• _JOB_: Could you convert every line of the items below into a two-column Markdown table, headed Row and Item line, numbering the rows and skipping any blank lines?

• _LISTED ENTRIES_:
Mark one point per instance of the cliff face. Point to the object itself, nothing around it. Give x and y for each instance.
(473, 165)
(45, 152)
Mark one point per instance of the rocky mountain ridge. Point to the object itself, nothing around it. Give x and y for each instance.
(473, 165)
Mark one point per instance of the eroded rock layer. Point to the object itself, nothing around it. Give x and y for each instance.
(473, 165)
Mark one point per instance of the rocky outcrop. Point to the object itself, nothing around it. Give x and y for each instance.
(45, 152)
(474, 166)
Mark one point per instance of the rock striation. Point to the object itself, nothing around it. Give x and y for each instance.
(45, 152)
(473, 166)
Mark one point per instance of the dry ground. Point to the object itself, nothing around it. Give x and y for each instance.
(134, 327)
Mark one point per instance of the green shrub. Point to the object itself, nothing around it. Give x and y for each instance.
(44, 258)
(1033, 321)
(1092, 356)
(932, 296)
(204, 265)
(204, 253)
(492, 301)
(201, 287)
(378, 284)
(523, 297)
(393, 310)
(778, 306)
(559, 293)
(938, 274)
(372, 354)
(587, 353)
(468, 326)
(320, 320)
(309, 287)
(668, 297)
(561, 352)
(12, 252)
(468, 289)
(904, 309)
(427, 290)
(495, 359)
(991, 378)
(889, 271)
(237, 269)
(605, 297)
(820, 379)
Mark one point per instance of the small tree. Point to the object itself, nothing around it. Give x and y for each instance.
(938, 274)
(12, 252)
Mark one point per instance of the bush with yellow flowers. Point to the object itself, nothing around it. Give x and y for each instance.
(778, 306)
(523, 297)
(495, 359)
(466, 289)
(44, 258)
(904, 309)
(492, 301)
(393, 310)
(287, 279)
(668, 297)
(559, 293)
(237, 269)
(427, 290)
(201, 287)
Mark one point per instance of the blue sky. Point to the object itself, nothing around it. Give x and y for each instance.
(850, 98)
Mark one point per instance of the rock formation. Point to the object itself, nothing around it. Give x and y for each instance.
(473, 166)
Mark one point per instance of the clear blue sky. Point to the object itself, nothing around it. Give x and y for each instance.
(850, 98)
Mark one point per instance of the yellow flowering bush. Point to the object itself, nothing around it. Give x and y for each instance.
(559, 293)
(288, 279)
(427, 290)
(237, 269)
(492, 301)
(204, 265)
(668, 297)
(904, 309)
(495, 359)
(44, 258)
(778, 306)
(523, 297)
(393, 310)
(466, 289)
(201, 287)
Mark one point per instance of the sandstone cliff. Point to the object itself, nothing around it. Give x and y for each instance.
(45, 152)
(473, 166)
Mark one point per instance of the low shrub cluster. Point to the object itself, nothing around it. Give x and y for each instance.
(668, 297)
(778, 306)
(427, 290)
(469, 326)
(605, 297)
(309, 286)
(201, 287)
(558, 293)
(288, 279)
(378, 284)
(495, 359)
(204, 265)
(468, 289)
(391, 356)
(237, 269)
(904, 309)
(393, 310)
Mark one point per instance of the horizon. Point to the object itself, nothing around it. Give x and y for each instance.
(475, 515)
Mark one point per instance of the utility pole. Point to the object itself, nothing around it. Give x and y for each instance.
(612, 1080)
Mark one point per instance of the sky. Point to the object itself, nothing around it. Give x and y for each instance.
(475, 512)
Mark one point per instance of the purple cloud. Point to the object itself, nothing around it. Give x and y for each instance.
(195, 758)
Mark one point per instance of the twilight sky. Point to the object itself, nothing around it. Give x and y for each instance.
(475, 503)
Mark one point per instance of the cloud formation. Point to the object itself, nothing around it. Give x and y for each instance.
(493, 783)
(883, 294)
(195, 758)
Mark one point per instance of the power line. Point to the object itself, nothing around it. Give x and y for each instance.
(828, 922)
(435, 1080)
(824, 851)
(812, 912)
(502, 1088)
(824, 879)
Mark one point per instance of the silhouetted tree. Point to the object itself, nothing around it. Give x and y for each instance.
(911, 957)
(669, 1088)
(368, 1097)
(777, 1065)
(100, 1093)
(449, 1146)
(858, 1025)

• _OUTPUT BELOW_:
| Row | Item line |
|---|---|
| 1 | Mark one point per instance of the cliff face. Point to the object itself, nothing around it. Give x and y for each instance. |
| 2 | (473, 165) |
| 3 | (45, 152) |
| 4 | Mark one point per instance of the rocky mountain ridge. Point to the object itself, nothing around it. Give x and y for each instance. |
| 5 | (473, 165) |
| 6 | Mark one point per instance of the eroded rock layer. Point to the object itself, nothing around it. Give x and y for each instance. |
| 7 | (473, 165) |
| 8 | Mark one point per instance of the rocky outcrop. Point to the object itself, nothing around it. Give x and y for each instance. |
| 9 | (45, 152) |
| 10 | (474, 166) |
| 11 | Mark one point per instance of the rock striation. Point to the object itself, nothing around it. Give x and y for each instance. |
| 12 | (45, 152) |
| 13 | (473, 166) |
| 14 | Mark one point per instance of the dry ground. Point to the object itself, nothing around it. Give x and y for each instance. |
| 15 | (134, 327) |
| 16 | Mark one point per instance of the green shrub. Point to the object itself, nothing around it. Give x and y for each instance. |
| 17 | (44, 258) |
| 18 | (1033, 321) |
| 19 | (1092, 356) |
| 20 | (932, 296) |
| 21 | (204, 265) |
| 22 | (204, 253) |
| 23 | (492, 301) |
| 24 | (201, 287) |
| 25 | (378, 284) |
| 26 | (523, 297) |
| 27 | (393, 310) |
| 28 | (778, 306) |
| 29 | (559, 293) |
| 30 | (938, 274) |
| 31 | (372, 354) |
| 32 | (587, 353) |
| 33 | (468, 326) |
| 34 | (320, 320) |
| 35 | (309, 287) |
| 36 | (668, 297) |
| 37 | (561, 352) |
| 38 | (12, 252) |
| 39 | (468, 289) |
| 40 | (904, 309) |
| 41 | (427, 290) |
| 42 | (495, 359) |
| 43 | (991, 378) |
| 44 | (889, 271) |
| 45 | (237, 269) |
| 46 | (605, 297) |
| 47 | (820, 379) |
| 48 | Mark one point per instance of the small tree. Point to the object itself, nothing around it. Give x and y for each instance. |
| 49 | (938, 274) |
| 50 | (12, 252) |
| 51 | Mark one point per instance of the bush with yellow flowers. Point to the object itself, nothing around it. Give x and y for each instance. |
| 52 | (778, 306) |
| 53 | (523, 297) |
| 54 | (495, 359) |
| 55 | (466, 289) |
| 56 | (44, 258) |
| 57 | (904, 309) |
| 58 | (492, 301) |
| 59 | (393, 310) |
| 60 | (287, 279) |
| 61 | (668, 297) |
| 62 | (559, 293) |
| 63 | (237, 269) |
| 64 | (427, 290) |
| 65 | (201, 287) |
| 66 | Mark one point per instance of the blue sky. Point to the object itself, nothing around it. Give x and y for each instance. |
| 67 | (850, 98) |
| 68 | Mark one point per instance of the rock formation. Point to the object itself, nothing around it. Give x and y for each instance. |
| 69 | (473, 166) |
| 70 | Mark one point per instance of the clear blue sky. Point to the object itself, nothing around it. Give x and y for each instance. |
| 71 | (850, 98) |
| 72 | Mark one point per instance of the yellow flowering bush. Point to the object itself, nothing around it. Give x and y for each instance. |
| 73 | (559, 293) |
| 74 | (288, 279) |
| 75 | (427, 290) |
| 76 | (237, 269) |
| 77 | (492, 301) |
| 78 | (204, 265) |
| 79 | (668, 297) |
| 80 | (904, 309) |
| 81 | (495, 359) |
| 82 | (44, 258) |
| 83 | (778, 306) |
| 84 | (523, 297) |
| 85 | (393, 310) |
| 86 | (466, 289) |
| 87 | (201, 287) |
| 88 | Mark one point per instance of the sandstone cliff. Point to the object itself, nothing around it. Give x and y for each instance. |
| 89 | (45, 152) |
| 90 | (473, 166) |
| 91 | Mark one point per instance of the low shrub cluster. Point to the object itself, nothing around it. Give x and y for each instance. |
| 92 | (668, 297) |
| 93 | (778, 306) |
| 94 | (427, 290) |
| 95 | (469, 326) |
| 96 | (605, 297) |
| 97 | (309, 286) |
| 98 | (201, 287) |
| 99 | (558, 293) |
| 100 | (288, 279) |
| 101 | (378, 284) |
| 102 | (495, 359) |
| 103 | (204, 265) |
| 104 | (468, 289) |
| 105 | (391, 356) |
| 106 | (237, 269) |
| 107 | (904, 309) |
| 108 | (393, 310) |
| 109 | Mark one point per instance of the horizon. Point to the object itself, nothing around it. Give x and y for each instance. |
| 110 | (475, 515) |
| 111 | Mark one point per instance of the utility pole. Point to the object itself, nothing around it. Give x and y for each instance. |
| 112 | (612, 1080) |
| 113 | Mark one point per instance of the sky. Point to the object itself, nothing around it. Give x and y for each instance. |
| 114 | (475, 512) |
| 115 | Mark one point per instance of the purple cloud. Point to the object itself, nothing around it. Give x and y for each instance. |
| 116 | (195, 758) |
| 117 | Mark one point per instance of the twilight sky. Point to the object itself, nothing around it. Give x and y for each instance. |
| 118 | (475, 503) |
| 119 | Mark one point per instance of the cloud formation. Point to the object itself, nothing around it. Give x and y for each instance. |
| 120 | (493, 783) |
| 121 | (883, 294) |
| 122 | (195, 758) |
| 123 | Mark one point per instance of the power line. Point to the object itself, nothing around it. Give x and y for each instance. |
| 124 | (828, 922) |
| 125 | (435, 1080) |
| 126 | (824, 851) |
| 127 | (812, 912) |
| 128 | (502, 1088) |
| 129 | (824, 879) |
| 130 | Mark one point per instance of the silhouetted tree. Point to the object itself, nothing around it. Give x and y for each instance. |
| 131 | (911, 957) |
| 132 | (669, 1088) |
| 133 | (368, 1097) |
| 134 | (777, 1065) |
| 135 | (100, 1093) |
| 136 | (449, 1146) |
| 137 | (858, 1025) |